**Required task**.
Quote everything in the listing from the line containing "yellow flower in this photo." down to the end of the listing, word for word.

#### Data listing

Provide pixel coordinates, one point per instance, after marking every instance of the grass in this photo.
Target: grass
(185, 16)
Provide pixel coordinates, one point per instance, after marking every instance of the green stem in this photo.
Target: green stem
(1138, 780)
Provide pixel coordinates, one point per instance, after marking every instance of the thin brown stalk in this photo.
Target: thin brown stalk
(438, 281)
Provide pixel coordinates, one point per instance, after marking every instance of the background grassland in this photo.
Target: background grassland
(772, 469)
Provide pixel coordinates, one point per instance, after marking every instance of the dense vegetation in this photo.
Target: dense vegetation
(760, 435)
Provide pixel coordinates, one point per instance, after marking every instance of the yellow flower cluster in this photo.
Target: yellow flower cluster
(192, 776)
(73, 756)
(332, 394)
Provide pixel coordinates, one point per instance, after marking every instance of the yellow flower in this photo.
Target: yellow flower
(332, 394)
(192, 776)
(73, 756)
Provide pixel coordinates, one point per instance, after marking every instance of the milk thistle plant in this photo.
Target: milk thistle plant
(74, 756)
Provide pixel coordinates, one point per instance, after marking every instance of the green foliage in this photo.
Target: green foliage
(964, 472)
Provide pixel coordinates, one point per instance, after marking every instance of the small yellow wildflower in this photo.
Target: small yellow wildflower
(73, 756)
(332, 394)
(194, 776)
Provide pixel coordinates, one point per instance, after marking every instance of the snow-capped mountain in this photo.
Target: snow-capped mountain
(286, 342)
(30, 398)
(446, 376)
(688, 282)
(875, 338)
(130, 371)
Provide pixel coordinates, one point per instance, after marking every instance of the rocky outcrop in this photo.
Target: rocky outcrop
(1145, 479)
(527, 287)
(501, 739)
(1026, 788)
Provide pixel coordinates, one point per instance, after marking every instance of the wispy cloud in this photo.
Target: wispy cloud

########

**Solution to the exercise**.
Provide pixel coordinates, one point per instance, after marking every instance of the yellow flower in this photo.
Target: yellow flower
(332, 394)
(192, 776)
(73, 756)
Provide pixel coordinates, one point per instance, after marking every instance of the milk thistle plant in this photo.
Target: milk thistle plant
(74, 756)
Provide pixel coordinates, one point per instance, after marking every instance of the green foliage in this photo.
Target: green foliage
(964, 472)
Provide pixel coordinates, one point per instance, after marking every instance of the small yellow wildflower in this photo.
Target: small yellow wildflower
(73, 756)
(332, 394)
(194, 776)
Provide pixel coordinates, one point per instance, after marking every instance of the snow-capped mountain in this photo.
Target: snow-capped mountain
(286, 342)
(30, 398)
(446, 376)
(688, 282)
(875, 338)
(130, 371)
Provide pixel coordinates, one point per instance, after marking every instance of the rocky outcrop in this photo.
Target: rocky outcrop
(1145, 479)
(527, 287)
(501, 739)
(1026, 788)
Provide pixel coordinates, one point per instance, after marking every instance of the wispy cloud in this photo.
Target: wispy cloud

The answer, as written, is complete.